Set problem:
Copy each of the following rows verbatim, with no alterations.

Materials provided:
——

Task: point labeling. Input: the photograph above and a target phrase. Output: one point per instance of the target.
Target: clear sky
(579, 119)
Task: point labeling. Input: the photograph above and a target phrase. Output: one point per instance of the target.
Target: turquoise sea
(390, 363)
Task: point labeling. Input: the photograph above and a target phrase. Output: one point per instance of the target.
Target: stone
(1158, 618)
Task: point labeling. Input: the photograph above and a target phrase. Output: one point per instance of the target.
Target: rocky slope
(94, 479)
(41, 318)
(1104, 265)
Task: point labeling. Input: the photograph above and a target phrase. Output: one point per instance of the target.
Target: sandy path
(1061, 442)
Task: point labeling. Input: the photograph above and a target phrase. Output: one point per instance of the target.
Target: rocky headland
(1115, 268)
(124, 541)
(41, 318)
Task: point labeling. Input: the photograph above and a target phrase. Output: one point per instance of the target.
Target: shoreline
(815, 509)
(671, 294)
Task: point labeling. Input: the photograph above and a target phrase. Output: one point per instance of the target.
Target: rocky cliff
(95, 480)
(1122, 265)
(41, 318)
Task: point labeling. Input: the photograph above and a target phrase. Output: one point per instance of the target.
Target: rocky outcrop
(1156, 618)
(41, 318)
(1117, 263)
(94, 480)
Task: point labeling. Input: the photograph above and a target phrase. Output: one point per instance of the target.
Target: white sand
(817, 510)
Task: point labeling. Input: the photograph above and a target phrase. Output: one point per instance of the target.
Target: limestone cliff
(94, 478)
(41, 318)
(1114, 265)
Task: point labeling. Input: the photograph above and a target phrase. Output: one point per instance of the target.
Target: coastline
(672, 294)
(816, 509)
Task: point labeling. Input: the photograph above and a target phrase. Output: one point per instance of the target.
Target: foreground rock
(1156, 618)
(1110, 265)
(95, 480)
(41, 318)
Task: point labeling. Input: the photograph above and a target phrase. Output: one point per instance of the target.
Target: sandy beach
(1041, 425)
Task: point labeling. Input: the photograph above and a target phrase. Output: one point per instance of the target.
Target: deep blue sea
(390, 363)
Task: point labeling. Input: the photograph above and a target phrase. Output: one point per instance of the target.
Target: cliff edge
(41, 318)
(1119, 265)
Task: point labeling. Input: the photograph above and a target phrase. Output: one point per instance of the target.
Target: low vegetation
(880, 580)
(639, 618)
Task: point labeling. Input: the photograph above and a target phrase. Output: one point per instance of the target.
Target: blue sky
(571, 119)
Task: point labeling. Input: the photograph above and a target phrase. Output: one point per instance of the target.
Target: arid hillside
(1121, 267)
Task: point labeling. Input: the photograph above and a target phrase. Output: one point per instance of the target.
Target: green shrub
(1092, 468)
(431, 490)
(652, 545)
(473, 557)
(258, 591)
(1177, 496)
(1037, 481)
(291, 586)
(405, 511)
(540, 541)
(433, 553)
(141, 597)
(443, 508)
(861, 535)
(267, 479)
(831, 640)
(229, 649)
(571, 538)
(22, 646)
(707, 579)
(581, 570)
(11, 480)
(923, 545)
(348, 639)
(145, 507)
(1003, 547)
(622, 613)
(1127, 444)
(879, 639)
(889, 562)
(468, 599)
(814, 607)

——

Exercise answer:
Task: point labeling. Input: the photograph above and a target phrase. Output: one point per instance of the target.
Target: clear sky
(579, 119)
Task: point labeling. Input: the photograph above and a target phrase. Output: one point per instance of the target.
Target: turquoise sea
(390, 363)
Task: point labeling. Input: the photograph above and a target phrase. Output: one point per instance of the target.
Target: stone
(1158, 618)
Task: point labeling. Input: the photograph above and a target phrase. Output: one point per instance of the target.
Target: rocky slope
(94, 479)
(41, 318)
(1104, 265)
Task: point labeling. Input: the photograph above and a target phrase. Output: one point per instance of the target.
Target: sandy path
(1061, 442)
Task: point labeling. Input: the photograph above and a target phrase. Output: one point per instance of the target.
Target: rocky headland
(1115, 268)
(124, 541)
(41, 318)
Task: point labeling. Input: the photograph above and a target phrase. Output: one point per instance of the target.
Target: shoreline
(815, 509)
(671, 294)
Task: point labeling. Input: the photograph above and a target phrase. Output: one point per instance of the target.
Target: rocky cliff
(95, 480)
(1122, 265)
(41, 318)
Task: point labeling. Input: the photograph above and a target phrase. Output: one point per instance of the target.
Target: rocky outcrop
(1156, 618)
(41, 318)
(1117, 263)
(94, 480)
Task: point labeling. Input: the photograph above and a target phrase. Output: one point per instance of the target.
Target: white sand
(817, 510)
Task: point labeling. Input: the photograph above and a target phrase. Output: one point per instance of the target.
Target: limestone cliff
(94, 478)
(41, 318)
(1114, 265)
Task: point labeling. Input: the photograph above and a target phrase. Output: one point per instance of the target.
Target: coastline
(672, 294)
(816, 509)
Task: point labeling. Input: the photograph above and a target phrase. Output: one point per instance of the target.
Target: foreground rock
(1156, 618)
(1110, 265)
(95, 480)
(41, 318)
Task: point labeling. Input: the photograph above and a target phrase. Output: one point per instance of the target.
Target: sandy beach
(1041, 425)
Task: point labeling. Input: the photograph above and a target phrase. Output: one point per instance of the target.
Target: deep blue sea
(390, 363)
Task: point labeling. Input: the photograph above and a target phrase. Output: one point per instance of the target.
Target: cliff edge
(41, 318)
(1119, 265)
Task: point labeling. Input: the photograph above and a target phrase. Output: one point per instance of the target.
Target: low vegetation
(880, 580)
(639, 618)
Task: point labeling. Input: the photograph above and a target phrase. Output: one point per instance of the target.
Target: blue sky
(571, 119)
Task: point labeling. Input: the photograph above and a target phrase. Output: one point per instance of the target.
Target: arid hillside
(1121, 267)
Task: point labeling. Input: the photograph above and a target phrase. Output: one point per instance of the target.
Target: green shrub
(1092, 468)
(431, 490)
(652, 545)
(473, 557)
(258, 591)
(1177, 496)
(1037, 481)
(291, 586)
(405, 511)
(540, 541)
(433, 553)
(141, 597)
(443, 508)
(861, 535)
(267, 479)
(831, 640)
(229, 649)
(571, 538)
(22, 646)
(707, 579)
(581, 570)
(11, 480)
(923, 545)
(348, 639)
(145, 507)
(1003, 547)
(622, 613)
(1127, 444)
(879, 639)
(889, 562)
(468, 599)
(814, 607)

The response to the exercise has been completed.